**WHAT TO WORK ON**
Nothing in the records should change; write them all out exactly.
------------------------
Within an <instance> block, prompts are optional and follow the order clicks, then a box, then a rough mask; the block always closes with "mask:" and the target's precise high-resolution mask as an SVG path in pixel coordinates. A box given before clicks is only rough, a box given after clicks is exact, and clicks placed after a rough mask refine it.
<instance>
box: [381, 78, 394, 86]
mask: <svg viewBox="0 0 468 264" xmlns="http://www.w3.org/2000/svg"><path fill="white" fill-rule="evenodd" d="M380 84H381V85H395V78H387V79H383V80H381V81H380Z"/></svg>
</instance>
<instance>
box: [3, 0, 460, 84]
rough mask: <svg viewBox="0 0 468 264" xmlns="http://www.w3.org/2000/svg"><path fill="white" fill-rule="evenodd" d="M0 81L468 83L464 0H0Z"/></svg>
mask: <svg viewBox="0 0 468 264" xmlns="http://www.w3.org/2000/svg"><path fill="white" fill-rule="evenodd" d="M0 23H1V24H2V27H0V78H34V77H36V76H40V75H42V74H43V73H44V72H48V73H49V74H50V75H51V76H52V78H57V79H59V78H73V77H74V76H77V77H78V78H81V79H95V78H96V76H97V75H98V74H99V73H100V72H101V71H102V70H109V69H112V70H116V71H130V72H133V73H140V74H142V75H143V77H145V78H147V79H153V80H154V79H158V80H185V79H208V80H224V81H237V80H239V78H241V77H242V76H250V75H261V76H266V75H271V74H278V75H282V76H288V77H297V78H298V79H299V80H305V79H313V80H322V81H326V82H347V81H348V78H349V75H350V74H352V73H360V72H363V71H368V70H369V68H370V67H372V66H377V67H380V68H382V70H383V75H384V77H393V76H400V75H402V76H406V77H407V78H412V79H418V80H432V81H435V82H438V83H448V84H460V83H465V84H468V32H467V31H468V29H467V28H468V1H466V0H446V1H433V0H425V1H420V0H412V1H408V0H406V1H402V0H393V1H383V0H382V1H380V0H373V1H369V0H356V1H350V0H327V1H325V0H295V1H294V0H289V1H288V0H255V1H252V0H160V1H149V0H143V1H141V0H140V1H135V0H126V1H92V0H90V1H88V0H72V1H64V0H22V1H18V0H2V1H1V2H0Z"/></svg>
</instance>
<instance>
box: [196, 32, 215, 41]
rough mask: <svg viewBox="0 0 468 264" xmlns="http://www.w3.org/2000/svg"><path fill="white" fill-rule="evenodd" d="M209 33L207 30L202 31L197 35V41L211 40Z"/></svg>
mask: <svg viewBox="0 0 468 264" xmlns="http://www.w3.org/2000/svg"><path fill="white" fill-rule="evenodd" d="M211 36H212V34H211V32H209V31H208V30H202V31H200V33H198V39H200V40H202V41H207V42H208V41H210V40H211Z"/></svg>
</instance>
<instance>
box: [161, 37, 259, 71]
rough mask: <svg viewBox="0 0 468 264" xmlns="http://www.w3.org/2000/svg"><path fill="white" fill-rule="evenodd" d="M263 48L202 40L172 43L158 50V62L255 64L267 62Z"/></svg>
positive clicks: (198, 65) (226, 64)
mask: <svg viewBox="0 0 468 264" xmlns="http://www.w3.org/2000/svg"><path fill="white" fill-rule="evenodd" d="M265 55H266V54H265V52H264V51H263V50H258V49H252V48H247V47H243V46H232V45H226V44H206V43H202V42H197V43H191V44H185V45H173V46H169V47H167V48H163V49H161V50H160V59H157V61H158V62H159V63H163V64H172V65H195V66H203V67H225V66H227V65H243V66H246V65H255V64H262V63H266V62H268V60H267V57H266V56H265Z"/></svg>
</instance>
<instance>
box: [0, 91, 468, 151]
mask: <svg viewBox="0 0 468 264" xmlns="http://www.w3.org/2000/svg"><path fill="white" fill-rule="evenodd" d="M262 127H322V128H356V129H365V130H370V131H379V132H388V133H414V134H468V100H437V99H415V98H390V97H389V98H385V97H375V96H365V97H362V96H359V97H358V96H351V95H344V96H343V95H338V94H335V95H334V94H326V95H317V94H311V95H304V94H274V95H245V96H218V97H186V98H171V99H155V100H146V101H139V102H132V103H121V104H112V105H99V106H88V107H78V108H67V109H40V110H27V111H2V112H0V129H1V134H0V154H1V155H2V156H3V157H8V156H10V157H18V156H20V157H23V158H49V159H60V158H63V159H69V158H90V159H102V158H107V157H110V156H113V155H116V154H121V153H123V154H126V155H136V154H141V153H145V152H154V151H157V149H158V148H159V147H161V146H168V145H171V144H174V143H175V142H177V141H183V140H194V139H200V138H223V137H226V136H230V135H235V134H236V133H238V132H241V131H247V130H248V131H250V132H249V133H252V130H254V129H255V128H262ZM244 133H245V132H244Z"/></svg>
------------------------
**ANSWER SPACE**
Within an <instance> block, prompts are optional and follow the order clicks, then a box, then a rough mask; the block always closes with "mask:" and the target's precise high-resolution mask as an SVG path in pixel coordinates. A box given before clicks is only rough, a box given after clicks is exact, and clicks placed after a rough mask refine it.
<instance>
box: [381, 78, 394, 86]
mask: <svg viewBox="0 0 468 264" xmlns="http://www.w3.org/2000/svg"><path fill="white" fill-rule="evenodd" d="M380 84H381V85H395V78H387V79H383V80H381V81H380Z"/></svg>
</instance>
<instance>
box: [3, 0, 460, 84]
rough mask: <svg viewBox="0 0 468 264" xmlns="http://www.w3.org/2000/svg"><path fill="white" fill-rule="evenodd" d="M0 81L468 83L464 0H0Z"/></svg>
mask: <svg viewBox="0 0 468 264" xmlns="http://www.w3.org/2000/svg"><path fill="white" fill-rule="evenodd" d="M0 23H1V24H2V27H0V78H34V77H36V76H40V75H42V74H43V73H44V72H48V73H49V74H50V75H51V76H52V78H57V79H59V78H73V77H74V76H77V77H78V78H81V79H95V78H96V76H97V75H98V74H99V73H100V72H101V71H102V70H109V69H112V70H116V71H130V72H133V73H140V74H142V75H143V77H145V78H147V79H153V80H154V79H158V80H185V79H208V80H224V81H237V80H239V78H241V77H242V76H250V75H261V76H266V75H271V74H278V75H282V76H288V77H297V78H298V79H299V80H305V79H313V80H322V81H326V82H347V81H348V78H349V75H350V74H352V73H360V72H363V71H368V70H369V68H370V67H372V66H377V67H380V68H382V70H383V75H384V77H393V76H400V75H402V76H406V77H407V78H412V79H418V80H432V81H435V82H438V83H448V84H460V83H465V84H468V32H467V31H468V29H467V28H468V1H466V0H446V1H433V0H425V1H420V0H412V1H408V0H406V1H402V0H393V1H383V0H382V1H380V0H373V1H369V0H356V1H350V0H327V1H325V0H295V1H294V0H289V1H288V0H255V1H252V0H160V1H149V0H143V1H141V0H140V1H135V0H126V1H92V0H90V1H88V0H72V1H64V0H22V1H18V0H2V1H1V2H0Z"/></svg>
</instance>
<instance>
box: [196, 32, 215, 41]
rough mask: <svg viewBox="0 0 468 264" xmlns="http://www.w3.org/2000/svg"><path fill="white" fill-rule="evenodd" d="M209 33L207 30L202 31L197 35V41L211 40Z"/></svg>
mask: <svg viewBox="0 0 468 264" xmlns="http://www.w3.org/2000/svg"><path fill="white" fill-rule="evenodd" d="M211 36H212V34H211V32H209V31H208V30H202V31H200V33H198V39H200V40H202V41H207V42H208V41H210V40H211Z"/></svg>
</instance>
<instance>
box: [161, 37, 259, 71]
rough mask: <svg viewBox="0 0 468 264" xmlns="http://www.w3.org/2000/svg"><path fill="white" fill-rule="evenodd" d="M263 48L202 40L172 43L158 50V62L255 64L267 62Z"/></svg>
positive clicks: (198, 65) (226, 64)
mask: <svg viewBox="0 0 468 264" xmlns="http://www.w3.org/2000/svg"><path fill="white" fill-rule="evenodd" d="M265 55H266V54H265V52H264V51H263V50H258V49H252V48H247V47H243V46H232V45H226V44H206V43H202V42H197V43H191V44H185V45H173V46H169V47H167V48H163V49H161V50H160V59H157V61H158V62H159V63H163V64H172V65H195V66H203V67H225V66H227V65H243V66H246V65H255V64H262V63H266V62H268V60H267V57H266V56H265Z"/></svg>
</instance>
<instance>
box: [0, 91, 468, 151]
mask: <svg viewBox="0 0 468 264" xmlns="http://www.w3.org/2000/svg"><path fill="white" fill-rule="evenodd" d="M262 127H322V128H356V129H365V130H370V131H379V132H388V133H414V134H468V100H437V99H415V98H390V97H389V98H385V97H375V96H365V97H362V96H359V97H358V96H351V95H344V96H343V95H338V94H335V95H334V94H326V95H317V94H311V95H304V94H274V95H245V96H218V97H186V98H171V99H155V100H146V101H139V102H132V103H121V104H112V105H99V106H88V107H78V108H67V109H40V110H27V111H2V112H0V129H1V134H0V154H1V155H2V156H3V157H8V156H10V157H18V156H20V157H23V158H49V159H60V158H63V159H69V158H90V159H102V158H107V157H110V156H113V155H116V154H121V153H123V154H126V155H136V154H141V153H145V152H154V151H157V149H158V148H159V147H161V146H168V145H171V144H174V143H175V142H177V141H183V140H194V139H200V138H223V137H226V136H230V135H235V134H236V133H238V132H241V131H247V130H248V131H250V132H249V133H252V130H254V129H255V128H262ZM244 133H245V132H244Z"/></svg>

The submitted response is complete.